### TASK DETAILS
Without skipping anything, print all of the data exactly.
[[ STUDY MATERIAL open ]]
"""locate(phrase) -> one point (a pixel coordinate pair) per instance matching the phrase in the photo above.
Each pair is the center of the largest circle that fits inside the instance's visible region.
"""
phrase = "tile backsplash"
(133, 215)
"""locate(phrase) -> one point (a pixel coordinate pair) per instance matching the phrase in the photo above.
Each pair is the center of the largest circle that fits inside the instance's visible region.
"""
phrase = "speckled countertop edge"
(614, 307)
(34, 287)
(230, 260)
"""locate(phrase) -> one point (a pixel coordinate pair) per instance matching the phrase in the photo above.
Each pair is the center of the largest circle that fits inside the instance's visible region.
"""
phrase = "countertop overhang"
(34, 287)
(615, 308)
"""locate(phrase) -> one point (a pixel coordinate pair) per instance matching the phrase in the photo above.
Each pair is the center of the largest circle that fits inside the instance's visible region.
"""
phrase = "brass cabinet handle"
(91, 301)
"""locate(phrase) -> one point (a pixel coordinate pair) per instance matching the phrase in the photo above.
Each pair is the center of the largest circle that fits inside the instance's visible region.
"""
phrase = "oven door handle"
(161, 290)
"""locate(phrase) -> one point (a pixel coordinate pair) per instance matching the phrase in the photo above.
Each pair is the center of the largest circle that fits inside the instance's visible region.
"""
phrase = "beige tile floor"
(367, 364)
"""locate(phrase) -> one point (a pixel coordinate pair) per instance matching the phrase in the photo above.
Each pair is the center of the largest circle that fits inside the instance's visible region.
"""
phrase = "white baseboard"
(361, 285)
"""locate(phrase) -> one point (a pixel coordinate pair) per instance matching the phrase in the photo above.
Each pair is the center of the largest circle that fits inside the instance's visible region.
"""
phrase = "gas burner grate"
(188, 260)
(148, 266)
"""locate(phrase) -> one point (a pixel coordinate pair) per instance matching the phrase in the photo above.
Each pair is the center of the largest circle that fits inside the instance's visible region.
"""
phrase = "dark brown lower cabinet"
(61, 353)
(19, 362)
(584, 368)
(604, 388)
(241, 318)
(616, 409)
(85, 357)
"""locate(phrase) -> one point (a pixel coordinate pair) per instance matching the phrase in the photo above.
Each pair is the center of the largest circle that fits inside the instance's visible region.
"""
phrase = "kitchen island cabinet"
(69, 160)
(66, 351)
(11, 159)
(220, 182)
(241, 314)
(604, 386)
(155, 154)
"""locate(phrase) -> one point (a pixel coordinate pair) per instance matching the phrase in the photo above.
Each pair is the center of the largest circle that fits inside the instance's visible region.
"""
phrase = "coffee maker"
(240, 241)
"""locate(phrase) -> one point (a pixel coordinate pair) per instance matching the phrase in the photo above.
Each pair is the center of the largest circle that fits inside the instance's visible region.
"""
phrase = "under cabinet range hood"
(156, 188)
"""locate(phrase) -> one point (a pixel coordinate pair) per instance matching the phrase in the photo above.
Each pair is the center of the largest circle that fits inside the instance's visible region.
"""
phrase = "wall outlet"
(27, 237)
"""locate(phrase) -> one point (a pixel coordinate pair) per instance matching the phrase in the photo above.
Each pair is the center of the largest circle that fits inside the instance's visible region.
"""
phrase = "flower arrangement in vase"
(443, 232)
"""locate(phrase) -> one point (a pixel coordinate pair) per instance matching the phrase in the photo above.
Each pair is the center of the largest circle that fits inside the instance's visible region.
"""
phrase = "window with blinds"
[[ STUDY MATERIAL closed ]]
### ANSWER FOR THE TASK
"""locate(phrase) -> one point (a pixel coordinate pair) per instance matching the phrase in the photo above.
Each pair is the center of the largest circle that fits inside the instance's visible region.
"""
phrase = "tile backsplash"
(133, 215)
"""locate(phrase) -> one point (a pixel coordinate pair) per instance matching the phrase in the photo above.
Each pair is the center of the largest circle that fits inside the instance's visible region.
"""
phrase = "speckled countertop edge"
(614, 307)
(34, 287)
(230, 260)
"""locate(phrase) -> one point (a pixel coordinate pair) per instance matching the phrase in the photo above.
Each pair is the center of the largest circle that fits inside the instance's visible region.
"""
phrase = "countertop overhang"
(34, 287)
(615, 308)
"""locate(phrase) -> one point (a pixel coordinate pair) per instance matching the phrase in the photo above.
Each pair is the center of the largest circle that fits inside the instance's visible region.
"""
phrase = "brass cabinet handle"
(91, 301)
"""locate(phrase) -> one point (a pixel coordinate pair) per instance matching the phrase in the photo above.
Each pair is the center of the largest circle that fits inside the instance's visible region.
"""
phrase = "oven door handle"
(161, 290)
"""locate(phrase) -> one point (a pixel coordinate pair) per instance matching the phrase in the photo above.
Each pair is the center of the largest circle that fits inside the instance's visible region.
"""
phrase = "beige tile floor"
(367, 364)
"""locate(phrase) -> one point (a pixel coordinate pair) per instance matching the phrase in the photo above.
Each pair is the center of the largest circle that fits inside the instance's visible region.
"""
phrase = "white baseboard"
(361, 285)
"""locate(phrase) -> one point (a pixel coordinate pair) per instance matching the phrase in the photo above.
Each pair is the center of the largest circle that fits inside the instance's visible region.
"""
phrase = "gas burner grate"
(188, 260)
(148, 266)
"""locate(phrase) -> one point (a pixel coordinate pair) per instance matching the phrase in the photo above.
Each pair is the center of the largest circle that fits inside the instance's visible region.
"""
phrase = "dark brown lower cabinet"
(61, 353)
(19, 362)
(584, 368)
(604, 388)
(241, 318)
(616, 409)
(85, 357)
"""locate(phrase) -> one point (a pixel coordinate pair) per instance matching the phrase in the photo above.
Each pair is the center of the largest circle that fits inside the instance's visible region.
"""
phrase = "kitchen island cabinet"
(69, 160)
(66, 351)
(11, 159)
(220, 182)
(241, 314)
(604, 386)
(155, 154)
"""locate(phrase) -> one point (a pixel coordinate pair) per instance matching the phrase in the photo above.
Each pair is the center of the largest circle that fits inside the instance's visible region.
"""
phrase = "coffee maker"
(240, 241)
"""locate(phrase) -> one point (a pixel coordinate pair) per instance matching the phrase in the photo above.
Each pair is the center of the largest circle that fits inside the instance's visible region.
"""
phrase = "under cabinet range hood"
(156, 188)
"""locate(phrase) -> one point (a pixel coordinate pair) per instance matching the phrase in the photo above.
Each pair is the center of the largest circle that fits inside the instance's visible region.
"""
phrase = "wall outlet"
(27, 237)
"""locate(phrase) -> one point (a pixel coordinate pair) per instance matching the phrase in the photo above.
Each pair is the center of the largest circle that fits inside the instance's visible region.
"""
phrase = "flower arrangement in vase"
(443, 232)
"""locate(phrase) -> one point (a pixel coordinate pair) per instance matching the phrase in the photo above.
Each pair is the center of the largest circle that fits inside the instance's visible region.
"""
phrase = "window with blinds"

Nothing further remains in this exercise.